# Trecho do documento:
--*--

Em relação a gênero, as mulheres têm uma probabilidade (31,20%) maior do que a dos homens (18%) de estar em funções na qual o home office é possível. No entanto, o trabalho doméstico e outras tarefas de cuidado que recaem exclusivamente sobre as mulheres são um grande desafio no trabalho remoto.
Bárbara Castro, pesquisadora da sociologia do trabalho e docente da Unicamp, comenta que boas condições para trabalhar não perpassa somente pela garantia de infraestrutura mas pelas condições exister um ambiente proprício para o trabalho, sem interrupções. Algo que é ainda mais difícil para o gênero feminino.
“As mulheres, quando estão em casa, articulam trabalho e família o tempo inteiro, sobrepostos. A grande maioria delas não tem um espaço reservado e mesmo quando tem, as que possuem família, relatam terem suas rotinas interrompidas o tempo inteiro pelas demandas familiares, existe uma sobreposição”, explica Castro.
Ela afirma que durante as pesquisas que tem realizado é comum que a maioria dos homens tenham um escritório ou outro espaço reservado, e que o relato de interrupções são menores ou inexistentes para eles. Exatamente por isso, os homens afirmam ser mais produtivos trabalhando em casa enquanto as mulheres sentem que rendem menos.

--*--

# Dados extraídos:
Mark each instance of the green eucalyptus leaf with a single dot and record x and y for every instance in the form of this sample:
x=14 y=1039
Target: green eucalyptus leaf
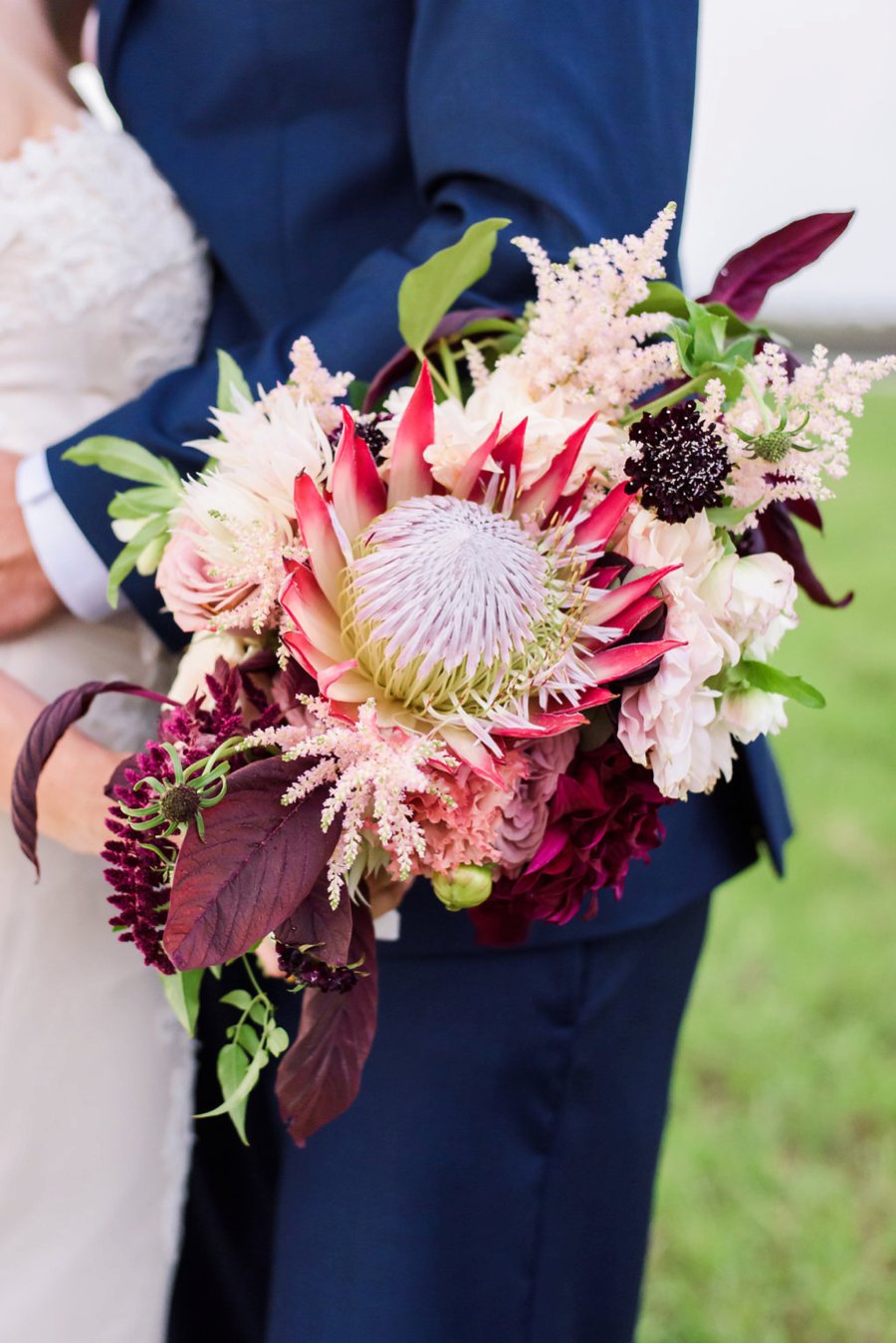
x=247 y=1037
x=121 y=457
x=764 y=677
x=662 y=299
x=230 y=383
x=488 y=327
x=429 y=292
x=708 y=331
x=127 y=558
x=277 y=1041
x=144 y=501
x=729 y=516
x=181 y=992
x=357 y=393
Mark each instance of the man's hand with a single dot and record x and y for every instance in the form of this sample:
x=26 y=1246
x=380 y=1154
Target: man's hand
x=26 y=593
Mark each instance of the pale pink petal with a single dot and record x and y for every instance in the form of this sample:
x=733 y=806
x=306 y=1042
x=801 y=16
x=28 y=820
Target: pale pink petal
x=615 y=600
x=358 y=495
x=543 y=496
x=626 y=658
x=410 y=473
x=307 y=604
x=604 y=519
x=469 y=474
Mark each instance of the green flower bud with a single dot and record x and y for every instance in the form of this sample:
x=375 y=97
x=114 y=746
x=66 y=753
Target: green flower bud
x=774 y=446
x=468 y=887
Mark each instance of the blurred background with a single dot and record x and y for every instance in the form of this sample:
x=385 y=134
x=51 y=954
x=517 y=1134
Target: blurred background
x=777 y=1201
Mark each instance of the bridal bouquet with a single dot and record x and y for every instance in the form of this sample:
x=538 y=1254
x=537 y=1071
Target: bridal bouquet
x=477 y=629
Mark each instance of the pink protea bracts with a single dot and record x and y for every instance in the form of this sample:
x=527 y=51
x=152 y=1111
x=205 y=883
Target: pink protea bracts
x=480 y=615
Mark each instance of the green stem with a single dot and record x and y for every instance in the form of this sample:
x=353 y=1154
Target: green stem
x=450 y=369
x=437 y=377
x=695 y=384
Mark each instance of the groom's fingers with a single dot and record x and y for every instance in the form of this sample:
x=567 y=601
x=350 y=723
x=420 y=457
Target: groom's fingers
x=26 y=593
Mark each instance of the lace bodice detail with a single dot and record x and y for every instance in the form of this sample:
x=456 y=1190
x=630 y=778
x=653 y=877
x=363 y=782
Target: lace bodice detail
x=104 y=285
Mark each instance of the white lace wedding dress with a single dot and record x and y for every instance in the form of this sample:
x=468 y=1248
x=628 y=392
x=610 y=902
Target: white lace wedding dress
x=103 y=289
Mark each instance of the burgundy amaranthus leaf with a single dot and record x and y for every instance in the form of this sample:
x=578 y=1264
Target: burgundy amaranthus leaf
x=603 y=814
x=140 y=876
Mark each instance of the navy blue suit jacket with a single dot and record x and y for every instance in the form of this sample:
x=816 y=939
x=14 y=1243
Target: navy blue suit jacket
x=324 y=148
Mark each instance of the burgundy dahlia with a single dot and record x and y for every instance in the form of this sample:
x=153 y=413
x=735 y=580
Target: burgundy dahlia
x=603 y=814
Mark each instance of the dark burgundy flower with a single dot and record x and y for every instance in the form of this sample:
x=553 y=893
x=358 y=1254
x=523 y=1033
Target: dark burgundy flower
x=680 y=466
x=140 y=864
x=603 y=814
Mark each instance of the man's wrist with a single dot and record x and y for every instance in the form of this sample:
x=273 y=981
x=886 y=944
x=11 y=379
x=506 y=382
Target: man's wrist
x=70 y=562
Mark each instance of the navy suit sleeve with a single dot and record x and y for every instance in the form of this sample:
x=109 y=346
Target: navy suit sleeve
x=569 y=118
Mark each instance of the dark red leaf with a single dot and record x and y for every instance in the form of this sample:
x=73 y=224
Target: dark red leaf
x=316 y=924
x=403 y=361
x=49 y=728
x=320 y=1074
x=781 y=536
x=257 y=862
x=747 y=277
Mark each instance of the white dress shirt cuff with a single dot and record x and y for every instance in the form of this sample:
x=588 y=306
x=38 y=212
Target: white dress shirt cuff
x=64 y=553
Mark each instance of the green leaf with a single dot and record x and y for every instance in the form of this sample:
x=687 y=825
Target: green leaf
x=121 y=457
x=181 y=992
x=247 y=1037
x=144 y=501
x=233 y=1070
x=149 y=558
x=130 y=554
x=238 y=998
x=230 y=381
x=487 y=327
x=662 y=299
x=429 y=291
x=764 y=677
x=277 y=1041
x=729 y=516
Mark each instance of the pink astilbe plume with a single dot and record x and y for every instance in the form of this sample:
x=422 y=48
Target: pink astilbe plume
x=372 y=773
x=815 y=402
x=580 y=336
x=141 y=866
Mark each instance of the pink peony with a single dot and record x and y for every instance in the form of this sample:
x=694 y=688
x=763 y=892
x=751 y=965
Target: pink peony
x=192 y=593
x=603 y=814
x=524 y=818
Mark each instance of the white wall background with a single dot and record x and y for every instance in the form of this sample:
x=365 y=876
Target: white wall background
x=796 y=114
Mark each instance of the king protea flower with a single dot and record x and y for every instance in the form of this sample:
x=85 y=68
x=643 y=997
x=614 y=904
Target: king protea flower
x=476 y=615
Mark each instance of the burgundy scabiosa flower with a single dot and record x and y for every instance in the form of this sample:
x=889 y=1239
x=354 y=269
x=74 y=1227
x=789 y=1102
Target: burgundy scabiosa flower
x=603 y=814
x=681 y=466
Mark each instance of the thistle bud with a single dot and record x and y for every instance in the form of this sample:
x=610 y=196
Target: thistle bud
x=774 y=446
x=469 y=885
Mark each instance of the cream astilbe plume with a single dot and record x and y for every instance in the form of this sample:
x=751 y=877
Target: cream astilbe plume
x=580 y=335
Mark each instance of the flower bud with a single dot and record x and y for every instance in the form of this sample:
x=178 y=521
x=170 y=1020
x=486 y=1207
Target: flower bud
x=469 y=885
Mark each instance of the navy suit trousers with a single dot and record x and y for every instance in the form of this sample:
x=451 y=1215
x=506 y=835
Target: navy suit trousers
x=493 y=1181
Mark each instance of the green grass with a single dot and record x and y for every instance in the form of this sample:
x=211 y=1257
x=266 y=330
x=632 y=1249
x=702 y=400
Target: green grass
x=777 y=1201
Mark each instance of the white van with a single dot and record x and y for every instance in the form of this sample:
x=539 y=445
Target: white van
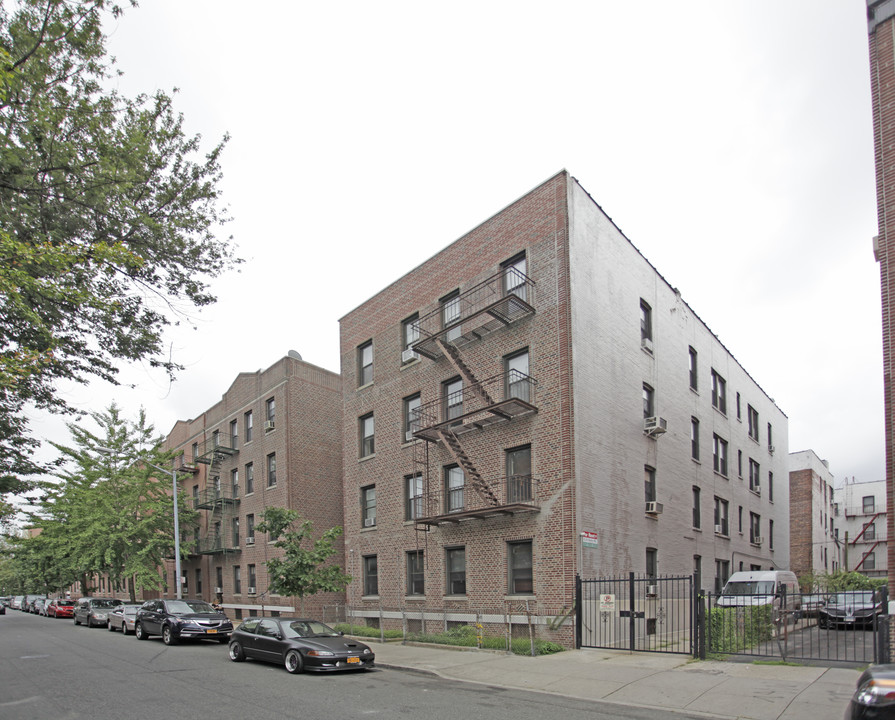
x=762 y=587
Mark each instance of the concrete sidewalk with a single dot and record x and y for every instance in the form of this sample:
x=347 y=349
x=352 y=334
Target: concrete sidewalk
x=670 y=682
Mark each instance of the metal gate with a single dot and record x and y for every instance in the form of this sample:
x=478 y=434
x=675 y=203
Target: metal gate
x=649 y=614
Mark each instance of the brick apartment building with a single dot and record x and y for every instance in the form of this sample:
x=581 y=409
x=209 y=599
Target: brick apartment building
x=861 y=511
x=881 y=31
x=274 y=440
x=814 y=522
x=534 y=381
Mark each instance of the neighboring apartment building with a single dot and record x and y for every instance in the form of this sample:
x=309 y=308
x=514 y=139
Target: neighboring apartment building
x=815 y=545
x=861 y=515
x=274 y=440
x=535 y=385
x=881 y=31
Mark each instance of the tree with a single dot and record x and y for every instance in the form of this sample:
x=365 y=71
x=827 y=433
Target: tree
x=109 y=514
x=301 y=572
x=108 y=214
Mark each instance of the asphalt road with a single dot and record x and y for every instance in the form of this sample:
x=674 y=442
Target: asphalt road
x=53 y=670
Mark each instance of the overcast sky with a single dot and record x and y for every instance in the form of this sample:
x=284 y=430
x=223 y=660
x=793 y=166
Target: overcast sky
x=730 y=141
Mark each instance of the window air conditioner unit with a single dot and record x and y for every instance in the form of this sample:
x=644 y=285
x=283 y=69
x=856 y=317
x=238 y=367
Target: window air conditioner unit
x=655 y=425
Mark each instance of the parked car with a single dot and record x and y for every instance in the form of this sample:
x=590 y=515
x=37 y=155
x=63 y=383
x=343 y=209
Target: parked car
x=850 y=608
x=177 y=620
x=299 y=644
x=874 y=697
x=61 y=607
x=124 y=618
x=94 y=611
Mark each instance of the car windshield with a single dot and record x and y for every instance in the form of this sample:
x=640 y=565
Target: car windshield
x=181 y=607
x=308 y=628
x=750 y=587
x=106 y=603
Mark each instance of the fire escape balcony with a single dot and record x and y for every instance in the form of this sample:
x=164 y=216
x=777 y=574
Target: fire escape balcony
x=474 y=407
x=514 y=494
x=494 y=303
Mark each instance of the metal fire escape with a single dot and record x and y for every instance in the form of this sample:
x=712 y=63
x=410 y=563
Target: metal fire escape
x=479 y=311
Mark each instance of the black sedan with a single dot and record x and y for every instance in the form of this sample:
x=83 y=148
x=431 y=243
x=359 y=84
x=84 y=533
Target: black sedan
x=300 y=644
x=177 y=620
x=875 y=697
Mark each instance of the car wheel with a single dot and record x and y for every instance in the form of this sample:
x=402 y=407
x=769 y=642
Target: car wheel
x=293 y=662
x=168 y=636
x=236 y=653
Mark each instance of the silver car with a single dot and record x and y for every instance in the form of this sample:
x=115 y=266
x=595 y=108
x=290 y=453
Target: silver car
x=123 y=617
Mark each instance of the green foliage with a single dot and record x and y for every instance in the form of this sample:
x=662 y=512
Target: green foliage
x=108 y=214
x=301 y=572
x=104 y=514
x=738 y=628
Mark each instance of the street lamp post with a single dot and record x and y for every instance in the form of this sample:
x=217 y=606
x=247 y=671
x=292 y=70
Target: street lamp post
x=177 y=580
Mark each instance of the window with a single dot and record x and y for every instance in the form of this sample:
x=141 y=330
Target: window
x=752 y=421
x=520 y=568
x=371 y=575
x=365 y=364
x=719 y=392
x=250 y=478
x=646 y=322
x=452 y=393
x=410 y=333
x=652 y=563
x=514 y=277
x=455 y=562
x=519 y=486
x=367 y=435
x=414 y=497
x=648 y=401
x=454 y=480
x=450 y=314
x=694 y=371
x=518 y=381
x=412 y=407
x=368 y=505
x=754 y=528
x=415 y=576
x=721 y=519
x=754 y=476
x=272 y=470
x=649 y=484
x=719 y=455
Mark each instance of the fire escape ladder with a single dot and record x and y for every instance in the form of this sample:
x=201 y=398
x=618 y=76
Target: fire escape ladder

--*--

# Tarefas do exercício:
a. Responda com base no trecho sobre home office e gênero:
(i) Qual é a probabilidade de as mulheres estarem em funções nas quais o home office é possível?
(ii) Em qual instituição Bárbara Castro é docente?
(iii) Segundo Castro, como os homens avaliam a própria produtividade ao trabalhar em casa?
b. Retome o trecho sobre home office e gênero e continue a escrita depois da última frase.
Os dados foram tirados de outra fonte.

# Respostas:
a.
(i) 31,20%.
(ii) Na Unicamp.
(iii) Eles afirmam ser mais produtivos trabalhando em casa.

b.
Castro aponta ainda que há uma romantização no teletrabalho que a pandemia está ajudando a desconstruir e expondo as fragilidades acentuadas pela ausência de apoio e suporte por parte do Estado e das empresas. Segundo diz a docente, na França, por exemplo, mesmo antes da pandemia, quando um funcionário entra em regime de teletrabalho, o sindicato patronal e dos trabalhadores verificam há ambiente adequado para o cidadão exercer a jornada.
“Isso é o que deveria acontecer no Brasil mas está longe de ser realidade. Não fornecem, equipamento, energia. É muito raro encontrar casos, mesmo nos setores mais organizados, quem dirá fiscalização para condições adequadas de trabalho. O que mais temos relatos é de pessoas trabalhando no sofá, na mesa de refeição, deitados na cama. Isso durante um ano e não sei mais quanto tempo de pandemia, pode gerar uma série de lesões pela realização inadequada do trabalho”.
“O teletrabalho veio para ficar”
Considerando a ausência de perspectiva de retorno à normalidade diante do descontrole da pandemia e a redução de custos das empresas, o home office tende a se fortalecer no país. Um estudo da Fundação Getúlio Vargas (FGV) mostrou, por exemplo, que o número de empresas que pretendem adotar o teletrabalho no pós-pandemia deve crescer 30%.
Outro levantamento do Ipea constatou que o home office poderá ser adotado por 22,7% das profissões no Brasil, alcançando mais de 20,8 milhões de pessoas.
Na opinião de José Eymard Loguércio, a mudança no mundo do trabalho acentuada pela covid-19 vai exigir uma forte artigulação pela regulamentação, a exemplo do que ocorreu na Argentina.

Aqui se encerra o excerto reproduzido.